> WHAT IS ASKED: Reproduce the rows below line for line, with no changes. Omit the pictures from your output.

Region outline entries
* * *

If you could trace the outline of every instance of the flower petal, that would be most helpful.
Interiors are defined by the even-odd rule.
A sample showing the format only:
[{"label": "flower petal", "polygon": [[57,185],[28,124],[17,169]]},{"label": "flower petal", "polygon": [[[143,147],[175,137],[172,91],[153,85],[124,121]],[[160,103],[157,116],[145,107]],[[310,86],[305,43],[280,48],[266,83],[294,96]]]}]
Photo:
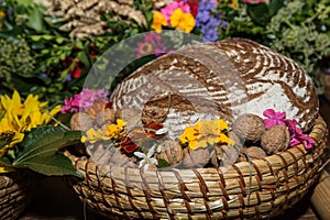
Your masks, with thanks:
[{"label": "flower petal", "polygon": [[146,155],[142,152],[134,152],[134,155],[138,156],[139,158],[145,158]]},{"label": "flower petal", "polygon": [[267,109],[263,112],[264,117],[267,118],[274,118],[275,117],[275,110],[274,109]]}]

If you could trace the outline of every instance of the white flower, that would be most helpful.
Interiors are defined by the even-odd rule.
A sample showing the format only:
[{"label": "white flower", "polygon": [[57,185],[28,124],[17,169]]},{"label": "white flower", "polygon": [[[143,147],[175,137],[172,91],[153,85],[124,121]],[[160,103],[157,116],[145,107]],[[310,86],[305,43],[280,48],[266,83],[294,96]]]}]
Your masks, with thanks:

* * *

> ANSWER FOR THIS EXERCISE:
If you could trace the outline of every instance of the flower petal, that would be most helpful.
Interiors are defined by the even-odd rule.
A sample showing the format only:
[{"label": "flower petal", "polygon": [[57,185],[28,124],[17,169]]},{"label": "flower petal", "polygon": [[[143,147],[175,137],[172,91],[153,85],[124,121]],[[160,103],[157,116],[145,107]],[[310,86],[305,43],[280,48],[266,83],[294,96]]]}]
Photo:
Your masks, with thanks:
[{"label": "flower petal", "polygon": [[146,155],[142,152],[134,152],[134,155],[138,156],[139,158],[145,158]]},{"label": "flower petal", "polygon": [[267,109],[263,112],[264,117],[267,118],[274,118],[275,117],[275,110],[274,109]]}]

If you could trace the outline of every instance of the white flower, that would be most helpful.
Interiors are defined by the even-odd rule.
A sample showing the format only:
[{"label": "white flower", "polygon": [[57,185],[28,124],[17,169]]},{"label": "white flower", "polygon": [[[143,147],[175,137],[172,91],[153,85],[124,121]],[[160,103],[157,116],[145,107]],[[310,86],[305,43],[280,48],[266,83],[294,96]]]}]
Your masks, with thanks:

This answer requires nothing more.